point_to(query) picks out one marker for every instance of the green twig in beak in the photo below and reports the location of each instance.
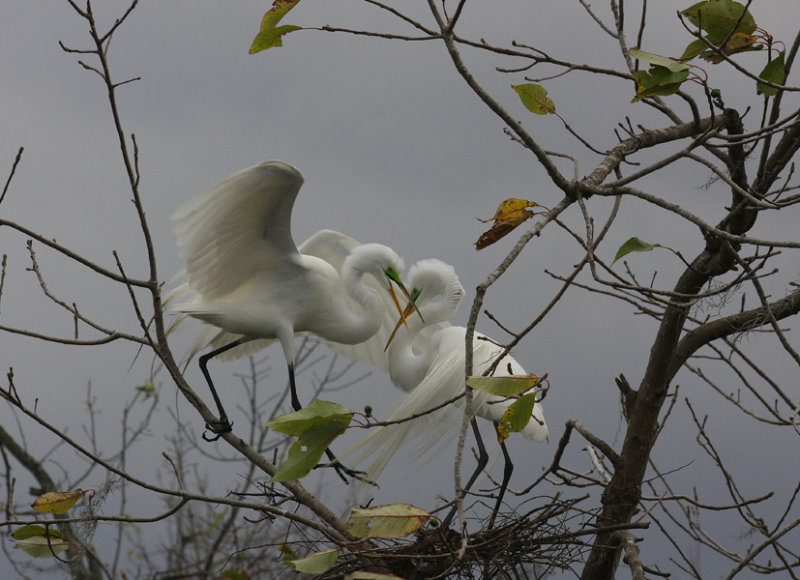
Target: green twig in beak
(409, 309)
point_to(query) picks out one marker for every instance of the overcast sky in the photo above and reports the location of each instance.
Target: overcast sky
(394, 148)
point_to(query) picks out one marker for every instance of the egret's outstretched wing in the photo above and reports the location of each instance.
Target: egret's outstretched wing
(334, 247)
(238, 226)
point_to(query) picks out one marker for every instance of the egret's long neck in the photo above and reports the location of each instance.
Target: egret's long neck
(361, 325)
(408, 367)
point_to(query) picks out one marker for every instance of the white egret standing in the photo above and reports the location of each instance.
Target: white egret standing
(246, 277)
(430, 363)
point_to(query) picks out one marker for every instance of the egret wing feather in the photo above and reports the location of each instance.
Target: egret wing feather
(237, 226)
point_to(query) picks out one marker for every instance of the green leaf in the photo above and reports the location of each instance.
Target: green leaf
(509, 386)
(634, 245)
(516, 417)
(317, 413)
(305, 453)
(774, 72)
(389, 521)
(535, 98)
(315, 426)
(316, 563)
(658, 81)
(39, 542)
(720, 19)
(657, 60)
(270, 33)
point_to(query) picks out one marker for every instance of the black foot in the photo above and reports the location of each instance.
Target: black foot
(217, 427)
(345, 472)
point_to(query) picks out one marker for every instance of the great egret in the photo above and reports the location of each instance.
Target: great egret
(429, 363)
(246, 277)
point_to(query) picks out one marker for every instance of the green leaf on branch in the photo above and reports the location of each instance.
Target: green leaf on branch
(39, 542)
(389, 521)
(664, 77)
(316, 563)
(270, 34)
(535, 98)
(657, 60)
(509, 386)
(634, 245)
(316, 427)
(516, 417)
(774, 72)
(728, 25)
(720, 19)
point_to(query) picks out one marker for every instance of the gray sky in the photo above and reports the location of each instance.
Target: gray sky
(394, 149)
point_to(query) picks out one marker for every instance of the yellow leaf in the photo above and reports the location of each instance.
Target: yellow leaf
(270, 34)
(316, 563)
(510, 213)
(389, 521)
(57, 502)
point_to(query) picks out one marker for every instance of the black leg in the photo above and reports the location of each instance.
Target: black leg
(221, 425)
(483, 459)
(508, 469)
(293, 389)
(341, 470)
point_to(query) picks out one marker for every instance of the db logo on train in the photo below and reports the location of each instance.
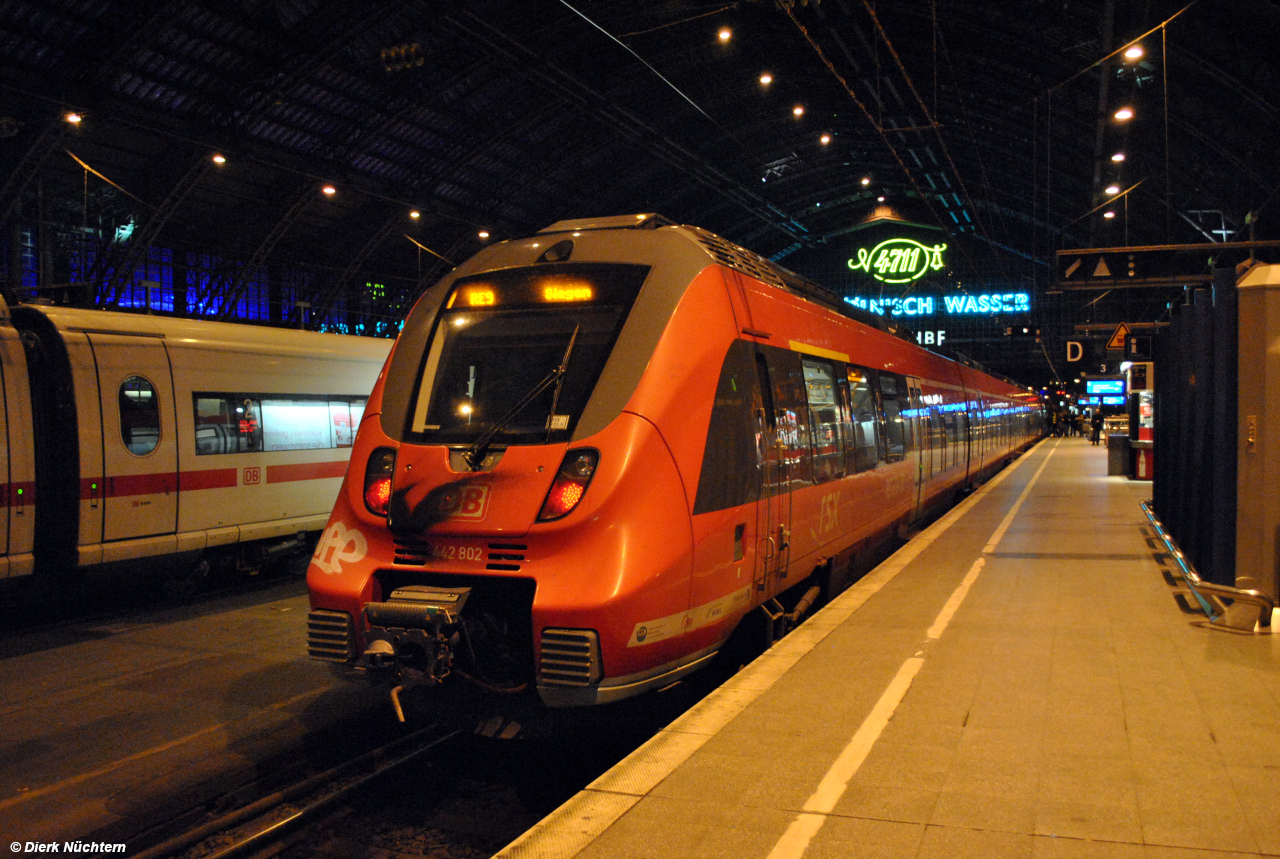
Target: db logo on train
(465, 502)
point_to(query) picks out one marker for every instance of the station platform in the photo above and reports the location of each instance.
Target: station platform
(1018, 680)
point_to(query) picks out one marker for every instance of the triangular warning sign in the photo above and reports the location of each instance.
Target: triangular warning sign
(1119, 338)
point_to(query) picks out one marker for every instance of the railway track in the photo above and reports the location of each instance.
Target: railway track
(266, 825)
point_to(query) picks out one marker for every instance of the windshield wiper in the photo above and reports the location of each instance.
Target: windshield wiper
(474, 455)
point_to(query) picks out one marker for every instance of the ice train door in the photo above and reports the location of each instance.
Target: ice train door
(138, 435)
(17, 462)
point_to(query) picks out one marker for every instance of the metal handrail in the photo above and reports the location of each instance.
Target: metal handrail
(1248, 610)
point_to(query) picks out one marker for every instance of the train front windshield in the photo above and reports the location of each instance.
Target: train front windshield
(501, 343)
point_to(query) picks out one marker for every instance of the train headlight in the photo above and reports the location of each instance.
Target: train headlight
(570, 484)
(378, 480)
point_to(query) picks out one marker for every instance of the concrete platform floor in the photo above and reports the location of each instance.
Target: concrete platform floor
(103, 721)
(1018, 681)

---

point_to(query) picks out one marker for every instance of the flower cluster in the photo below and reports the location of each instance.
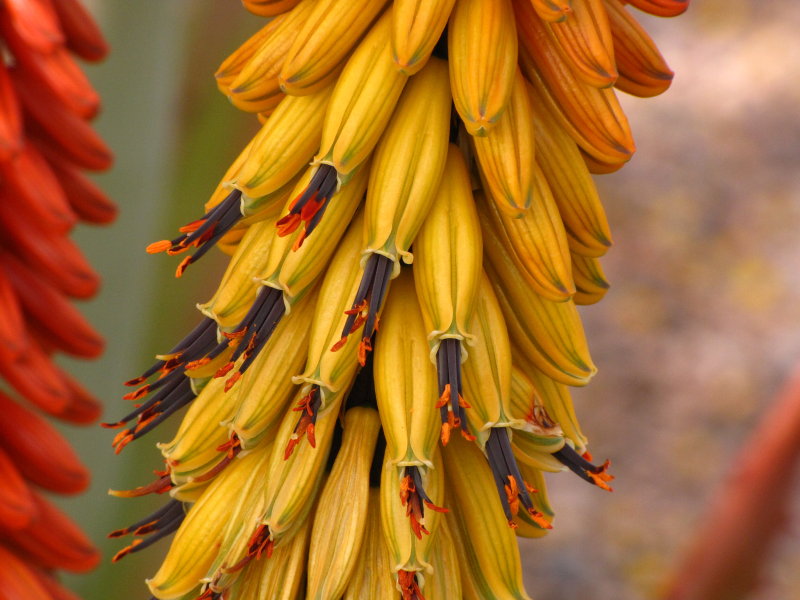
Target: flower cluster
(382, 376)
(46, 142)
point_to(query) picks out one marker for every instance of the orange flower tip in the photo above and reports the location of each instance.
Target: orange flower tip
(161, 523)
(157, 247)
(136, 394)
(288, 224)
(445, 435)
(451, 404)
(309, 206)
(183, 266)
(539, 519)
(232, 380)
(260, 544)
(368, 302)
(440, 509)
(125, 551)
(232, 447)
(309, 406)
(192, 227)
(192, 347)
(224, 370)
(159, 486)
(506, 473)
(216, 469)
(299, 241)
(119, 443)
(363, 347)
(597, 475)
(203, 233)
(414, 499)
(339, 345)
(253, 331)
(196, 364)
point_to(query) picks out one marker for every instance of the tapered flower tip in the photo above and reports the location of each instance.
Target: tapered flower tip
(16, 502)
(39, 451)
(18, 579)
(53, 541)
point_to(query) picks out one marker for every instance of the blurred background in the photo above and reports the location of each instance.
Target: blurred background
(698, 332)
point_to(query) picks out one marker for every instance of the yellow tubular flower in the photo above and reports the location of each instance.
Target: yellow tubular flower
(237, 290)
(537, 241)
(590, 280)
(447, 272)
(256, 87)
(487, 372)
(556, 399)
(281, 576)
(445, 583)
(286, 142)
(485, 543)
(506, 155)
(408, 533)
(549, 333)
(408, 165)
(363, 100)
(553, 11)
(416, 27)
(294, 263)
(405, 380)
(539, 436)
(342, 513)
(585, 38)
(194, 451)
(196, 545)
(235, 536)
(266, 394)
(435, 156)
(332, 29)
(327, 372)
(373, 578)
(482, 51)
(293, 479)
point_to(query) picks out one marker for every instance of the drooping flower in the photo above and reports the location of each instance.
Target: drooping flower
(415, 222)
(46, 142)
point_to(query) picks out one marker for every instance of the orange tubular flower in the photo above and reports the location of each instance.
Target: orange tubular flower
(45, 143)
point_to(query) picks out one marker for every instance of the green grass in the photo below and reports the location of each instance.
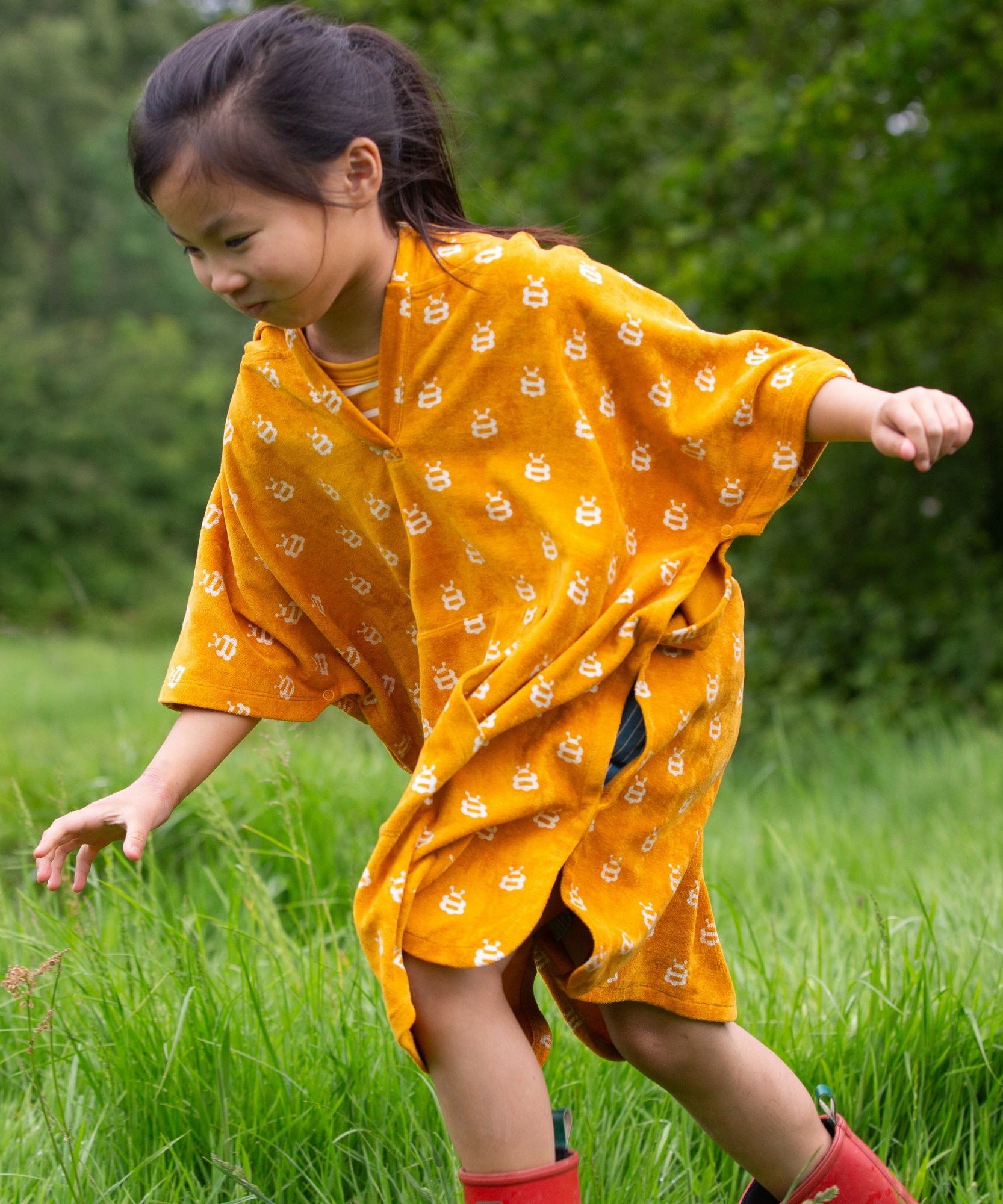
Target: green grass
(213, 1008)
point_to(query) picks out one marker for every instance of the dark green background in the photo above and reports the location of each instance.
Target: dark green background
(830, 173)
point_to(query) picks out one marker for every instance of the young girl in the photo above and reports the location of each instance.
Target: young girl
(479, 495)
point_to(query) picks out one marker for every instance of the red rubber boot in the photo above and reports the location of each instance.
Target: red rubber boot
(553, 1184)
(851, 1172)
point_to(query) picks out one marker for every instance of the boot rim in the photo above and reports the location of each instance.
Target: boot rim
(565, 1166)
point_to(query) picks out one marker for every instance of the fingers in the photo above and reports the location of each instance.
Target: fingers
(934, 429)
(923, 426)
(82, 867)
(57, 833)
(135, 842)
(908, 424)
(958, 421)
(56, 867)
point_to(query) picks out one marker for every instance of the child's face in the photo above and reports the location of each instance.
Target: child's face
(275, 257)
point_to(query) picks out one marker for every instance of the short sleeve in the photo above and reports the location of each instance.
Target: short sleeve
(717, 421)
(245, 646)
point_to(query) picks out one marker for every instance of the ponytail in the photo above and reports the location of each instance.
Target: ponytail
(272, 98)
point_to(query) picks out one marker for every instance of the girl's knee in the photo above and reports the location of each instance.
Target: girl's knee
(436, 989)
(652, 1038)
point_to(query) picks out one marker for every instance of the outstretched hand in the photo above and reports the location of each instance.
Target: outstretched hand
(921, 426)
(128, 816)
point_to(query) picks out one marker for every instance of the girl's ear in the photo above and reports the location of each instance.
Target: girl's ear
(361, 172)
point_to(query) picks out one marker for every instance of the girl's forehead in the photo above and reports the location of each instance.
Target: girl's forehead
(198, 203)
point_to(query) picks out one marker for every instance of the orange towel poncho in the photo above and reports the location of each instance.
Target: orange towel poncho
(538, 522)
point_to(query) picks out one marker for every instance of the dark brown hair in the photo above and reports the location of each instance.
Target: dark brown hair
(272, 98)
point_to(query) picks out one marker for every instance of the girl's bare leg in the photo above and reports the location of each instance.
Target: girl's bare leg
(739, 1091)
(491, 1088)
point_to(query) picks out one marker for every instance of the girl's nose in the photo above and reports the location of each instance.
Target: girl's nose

==

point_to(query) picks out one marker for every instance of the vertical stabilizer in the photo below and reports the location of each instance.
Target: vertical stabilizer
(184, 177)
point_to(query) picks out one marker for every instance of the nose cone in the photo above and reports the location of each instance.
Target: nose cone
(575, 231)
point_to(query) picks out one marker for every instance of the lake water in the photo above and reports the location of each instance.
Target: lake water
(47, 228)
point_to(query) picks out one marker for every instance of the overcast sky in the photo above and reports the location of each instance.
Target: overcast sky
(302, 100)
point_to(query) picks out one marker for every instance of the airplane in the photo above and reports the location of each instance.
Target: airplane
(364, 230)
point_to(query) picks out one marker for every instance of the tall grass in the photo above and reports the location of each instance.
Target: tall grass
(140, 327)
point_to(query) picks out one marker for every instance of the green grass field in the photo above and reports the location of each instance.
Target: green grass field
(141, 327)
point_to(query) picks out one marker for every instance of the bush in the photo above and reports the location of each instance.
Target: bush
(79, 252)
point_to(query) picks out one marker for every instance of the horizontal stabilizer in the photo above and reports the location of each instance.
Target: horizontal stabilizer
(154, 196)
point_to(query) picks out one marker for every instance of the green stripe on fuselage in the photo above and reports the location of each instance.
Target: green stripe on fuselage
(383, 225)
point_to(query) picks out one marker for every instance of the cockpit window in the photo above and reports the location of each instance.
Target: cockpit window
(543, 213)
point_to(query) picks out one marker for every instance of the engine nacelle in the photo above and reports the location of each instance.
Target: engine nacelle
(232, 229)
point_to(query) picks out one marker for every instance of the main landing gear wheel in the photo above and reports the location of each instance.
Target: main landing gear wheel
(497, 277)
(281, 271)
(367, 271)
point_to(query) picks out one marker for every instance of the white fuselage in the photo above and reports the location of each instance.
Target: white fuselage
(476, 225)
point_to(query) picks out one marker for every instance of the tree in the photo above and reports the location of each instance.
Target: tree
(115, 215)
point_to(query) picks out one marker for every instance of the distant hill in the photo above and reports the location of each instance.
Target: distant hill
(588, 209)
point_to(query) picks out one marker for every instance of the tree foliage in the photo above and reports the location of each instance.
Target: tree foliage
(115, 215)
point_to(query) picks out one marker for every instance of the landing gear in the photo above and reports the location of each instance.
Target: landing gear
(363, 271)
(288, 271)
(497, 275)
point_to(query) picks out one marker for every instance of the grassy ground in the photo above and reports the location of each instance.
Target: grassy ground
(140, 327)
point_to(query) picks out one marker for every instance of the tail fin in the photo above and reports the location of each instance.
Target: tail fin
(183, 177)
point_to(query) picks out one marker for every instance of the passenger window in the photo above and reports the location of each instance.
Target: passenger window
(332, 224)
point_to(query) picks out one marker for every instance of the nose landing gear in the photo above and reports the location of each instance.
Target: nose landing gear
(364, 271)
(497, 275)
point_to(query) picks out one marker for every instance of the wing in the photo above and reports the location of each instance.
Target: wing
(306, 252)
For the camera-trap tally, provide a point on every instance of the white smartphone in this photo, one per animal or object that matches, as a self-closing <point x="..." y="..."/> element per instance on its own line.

WRITTEN PROBLEM -
Please reproduce, word for word, the part of the records that opens with the line containing "of the station" and closes with the line containing "(1018, 681)", including both of those lines.

SOLUTION TO THIS PROBLEM -
point_to(query) picks out one marker for every instance of the station platform in the photo above and reports the location of each instance.
Target: station platform
(1018, 680)
point_to(query) picks out one marker for every instance of the triangular warning sign in the photo above and reports the location of each instance.
Target: triangular warning sign
(1119, 338)
point_to(query) picks out one marker for every instance of the railway track in the photo above and reports the location of each instance.
Target: railway track
(266, 825)
point_to(query) picks out one marker for every instance of the windshield wiper in the photo above and reports the location of each instance.
Target: windshield wiper
(474, 455)
point_to(query) picks out one marker for every instance of the ice train door in the photo above and reports the location of each instance.
Target: ice train door
(138, 435)
(17, 462)
point_to(query) picks out one marker for every instance of the metal handrail in the photo above and reports the location of each instance.
Target: metal handrail
(1248, 610)
point_to(query) picks out one marker for every instance of the train front windshield in the photo above and reports the location of each instance.
Target: train front windshield
(501, 343)
point_to(query) picks out one marker for every instance of the train headlight in the photo above and reports the location of each instance.
Target: train headlight
(570, 484)
(378, 480)
point_to(query) picks out one marker for every instance of the concrete platform floor in the photo above and reports the location of each instance.
Target: concrete platform floor
(103, 721)
(1018, 681)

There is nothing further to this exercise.